AIM OF THE TASK ▸
Gather every line of the records that contains the string "shadow" and list those lines.

Collected data entries ▸
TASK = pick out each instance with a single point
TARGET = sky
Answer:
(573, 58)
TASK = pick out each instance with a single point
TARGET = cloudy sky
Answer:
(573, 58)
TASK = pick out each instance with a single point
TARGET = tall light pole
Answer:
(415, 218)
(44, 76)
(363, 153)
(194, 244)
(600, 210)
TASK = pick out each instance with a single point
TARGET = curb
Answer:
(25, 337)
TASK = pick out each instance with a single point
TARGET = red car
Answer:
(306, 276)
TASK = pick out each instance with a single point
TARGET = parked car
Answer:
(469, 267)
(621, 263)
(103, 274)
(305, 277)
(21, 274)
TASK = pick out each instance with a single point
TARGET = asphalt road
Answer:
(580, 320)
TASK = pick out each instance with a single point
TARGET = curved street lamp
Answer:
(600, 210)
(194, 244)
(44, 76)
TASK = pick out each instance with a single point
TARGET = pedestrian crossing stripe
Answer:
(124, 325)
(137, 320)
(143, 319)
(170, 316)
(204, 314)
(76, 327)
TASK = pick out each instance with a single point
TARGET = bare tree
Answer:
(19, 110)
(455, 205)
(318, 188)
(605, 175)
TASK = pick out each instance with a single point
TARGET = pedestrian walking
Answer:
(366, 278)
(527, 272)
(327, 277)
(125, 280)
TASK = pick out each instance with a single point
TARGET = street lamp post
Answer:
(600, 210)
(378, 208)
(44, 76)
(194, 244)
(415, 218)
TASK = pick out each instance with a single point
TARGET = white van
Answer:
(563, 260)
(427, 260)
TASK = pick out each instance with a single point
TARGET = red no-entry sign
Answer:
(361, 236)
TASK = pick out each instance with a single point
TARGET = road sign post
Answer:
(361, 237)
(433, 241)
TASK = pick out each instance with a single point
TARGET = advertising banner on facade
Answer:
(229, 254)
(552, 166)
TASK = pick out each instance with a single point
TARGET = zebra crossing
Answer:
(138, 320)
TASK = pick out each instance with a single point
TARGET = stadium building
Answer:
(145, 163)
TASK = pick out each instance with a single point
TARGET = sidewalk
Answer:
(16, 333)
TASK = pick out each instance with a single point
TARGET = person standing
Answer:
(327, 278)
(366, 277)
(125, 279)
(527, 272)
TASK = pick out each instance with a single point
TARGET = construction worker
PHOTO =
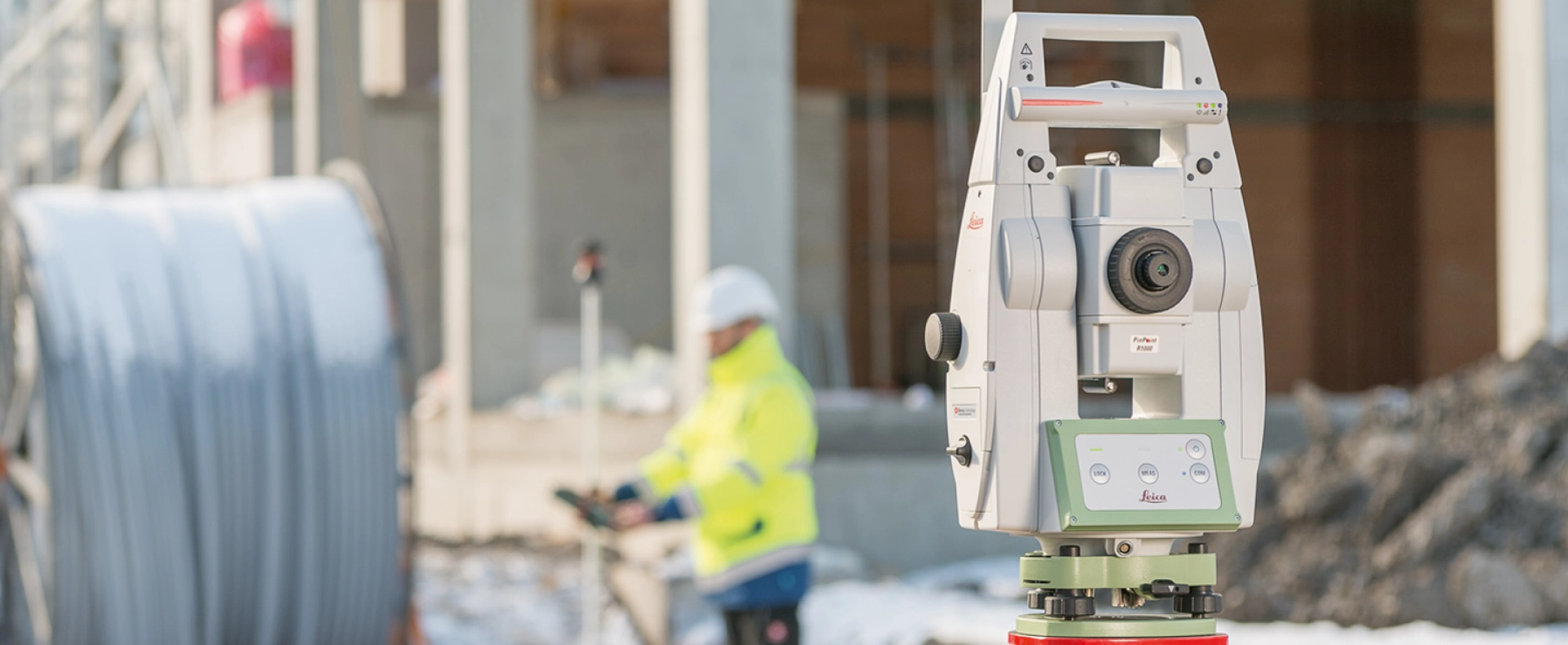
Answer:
(737, 466)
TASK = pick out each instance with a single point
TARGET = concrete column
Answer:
(733, 87)
(328, 105)
(199, 32)
(1556, 78)
(1532, 173)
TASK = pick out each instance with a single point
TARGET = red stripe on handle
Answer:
(1058, 102)
(1019, 639)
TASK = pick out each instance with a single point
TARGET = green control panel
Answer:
(1142, 474)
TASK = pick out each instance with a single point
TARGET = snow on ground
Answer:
(529, 597)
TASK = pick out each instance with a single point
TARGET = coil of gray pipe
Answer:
(209, 411)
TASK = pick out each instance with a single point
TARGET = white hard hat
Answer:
(729, 296)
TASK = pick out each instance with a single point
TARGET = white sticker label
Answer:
(1145, 344)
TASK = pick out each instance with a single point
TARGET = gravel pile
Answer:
(1443, 504)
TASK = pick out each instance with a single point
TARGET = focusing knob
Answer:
(942, 336)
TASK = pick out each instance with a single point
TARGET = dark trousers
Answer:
(763, 626)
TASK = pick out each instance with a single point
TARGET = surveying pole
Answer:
(587, 274)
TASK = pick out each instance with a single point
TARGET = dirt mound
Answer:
(1443, 504)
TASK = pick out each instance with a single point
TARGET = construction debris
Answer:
(1443, 504)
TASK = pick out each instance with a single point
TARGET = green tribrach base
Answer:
(1039, 570)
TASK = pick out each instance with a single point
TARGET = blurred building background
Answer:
(833, 148)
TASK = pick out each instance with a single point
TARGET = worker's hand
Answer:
(632, 514)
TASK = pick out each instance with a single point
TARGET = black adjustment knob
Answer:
(1068, 603)
(963, 452)
(942, 336)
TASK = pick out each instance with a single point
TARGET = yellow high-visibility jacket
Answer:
(739, 465)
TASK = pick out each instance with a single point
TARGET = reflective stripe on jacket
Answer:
(739, 465)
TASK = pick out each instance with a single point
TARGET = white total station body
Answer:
(1039, 314)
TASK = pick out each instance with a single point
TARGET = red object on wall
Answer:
(1019, 639)
(253, 51)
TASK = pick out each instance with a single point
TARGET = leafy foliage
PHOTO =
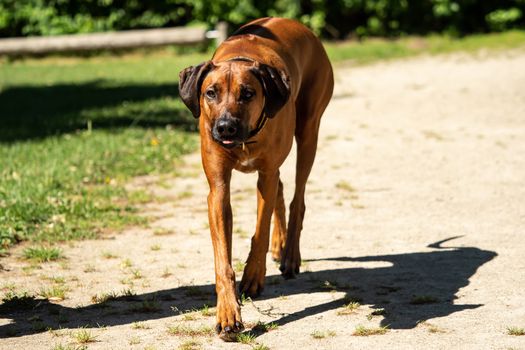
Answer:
(330, 18)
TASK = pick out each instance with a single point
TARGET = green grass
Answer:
(516, 331)
(74, 130)
(42, 254)
(372, 50)
(83, 336)
(190, 331)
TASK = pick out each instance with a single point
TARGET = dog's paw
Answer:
(229, 333)
(252, 283)
(289, 267)
(229, 322)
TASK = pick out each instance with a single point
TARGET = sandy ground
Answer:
(417, 194)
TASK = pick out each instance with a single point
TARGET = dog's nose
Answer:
(226, 127)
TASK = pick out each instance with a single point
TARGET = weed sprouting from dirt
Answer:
(42, 254)
(362, 331)
(517, 331)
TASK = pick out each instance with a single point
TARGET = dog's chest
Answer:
(246, 164)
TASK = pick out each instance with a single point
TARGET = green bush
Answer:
(330, 18)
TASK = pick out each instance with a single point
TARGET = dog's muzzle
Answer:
(228, 131)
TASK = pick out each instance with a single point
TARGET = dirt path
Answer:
(412, 153)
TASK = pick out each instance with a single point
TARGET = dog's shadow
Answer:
(414, 287)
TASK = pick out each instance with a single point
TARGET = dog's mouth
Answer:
(228, 143)
(229, 135)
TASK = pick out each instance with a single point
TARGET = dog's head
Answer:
(232, 95)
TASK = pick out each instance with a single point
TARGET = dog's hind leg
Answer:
(310, 106)
(279, 225)
(252, 282)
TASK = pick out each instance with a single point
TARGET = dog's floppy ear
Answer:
(190, 82)
(276, 85)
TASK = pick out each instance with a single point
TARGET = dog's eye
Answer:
(247, 95)
(211, 94)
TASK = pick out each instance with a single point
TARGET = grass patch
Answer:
(139, 325)
(517, 331)
(362, 331)
(349, 308)
(372, 50)
(185, 330)
(83, 336)
(57, 292)
(322, 334)
(74, 130)
(42, 254)
(13, 301)
(190, 345)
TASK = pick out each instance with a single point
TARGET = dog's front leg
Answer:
(252, 282)
(229, 320)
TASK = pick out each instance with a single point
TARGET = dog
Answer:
(266, 84)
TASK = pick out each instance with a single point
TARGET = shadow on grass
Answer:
(28, 112)
(438, 274)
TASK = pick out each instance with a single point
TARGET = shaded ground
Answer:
(414, 209)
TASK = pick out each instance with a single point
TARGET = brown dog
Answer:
(270, 81)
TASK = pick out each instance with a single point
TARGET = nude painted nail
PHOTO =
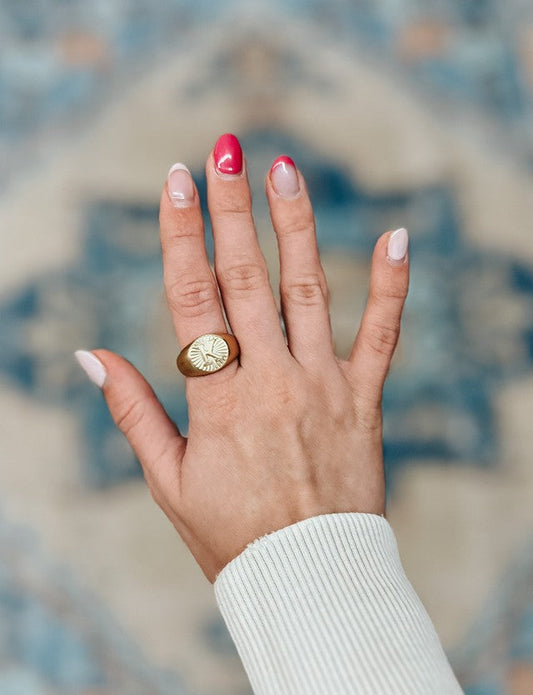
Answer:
(284, 177)
(397, 246)
(228, 155)
(92, 366)
(180, 186)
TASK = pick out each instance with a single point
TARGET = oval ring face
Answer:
(208, 352)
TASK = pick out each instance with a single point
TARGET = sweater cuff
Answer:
(324, 607)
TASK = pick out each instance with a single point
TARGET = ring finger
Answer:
(190, 285)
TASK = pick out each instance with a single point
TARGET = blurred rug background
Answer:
(399, 113)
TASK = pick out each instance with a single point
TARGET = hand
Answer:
(289, 431)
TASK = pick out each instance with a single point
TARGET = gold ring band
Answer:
(207, 354)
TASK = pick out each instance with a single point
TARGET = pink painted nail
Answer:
(228, 155)
(397, 246)
(92, 366)
(284, 177)
(180, 186)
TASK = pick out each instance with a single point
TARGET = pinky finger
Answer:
(378, 334)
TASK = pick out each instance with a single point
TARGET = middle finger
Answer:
(239, 263)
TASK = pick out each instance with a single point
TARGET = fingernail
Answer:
(397, 247)
(92, 366)
(228, 155)
(180, 186)
(284, 177)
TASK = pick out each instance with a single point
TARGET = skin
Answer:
(288, 431)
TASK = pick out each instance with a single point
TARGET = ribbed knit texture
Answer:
(323, 607)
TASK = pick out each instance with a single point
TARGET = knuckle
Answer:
(243, 277)
(382, 338)
(390, 291)
(301, 224)
(130, 415)
(305, 290)
(191, 297)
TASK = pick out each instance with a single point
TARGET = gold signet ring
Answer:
(207, 354)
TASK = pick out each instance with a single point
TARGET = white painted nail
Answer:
(284, 177)
(180, 186)
(92, 366)
(397, 247)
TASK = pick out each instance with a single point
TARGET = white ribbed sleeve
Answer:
(323, 607)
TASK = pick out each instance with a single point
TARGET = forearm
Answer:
(323, 607)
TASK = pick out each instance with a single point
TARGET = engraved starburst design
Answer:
(209, 352)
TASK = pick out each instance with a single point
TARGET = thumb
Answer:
(139, 415)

EXERCISE SOLUTION ▸
TARGET = dog's shadow
TARGET = shadow on grass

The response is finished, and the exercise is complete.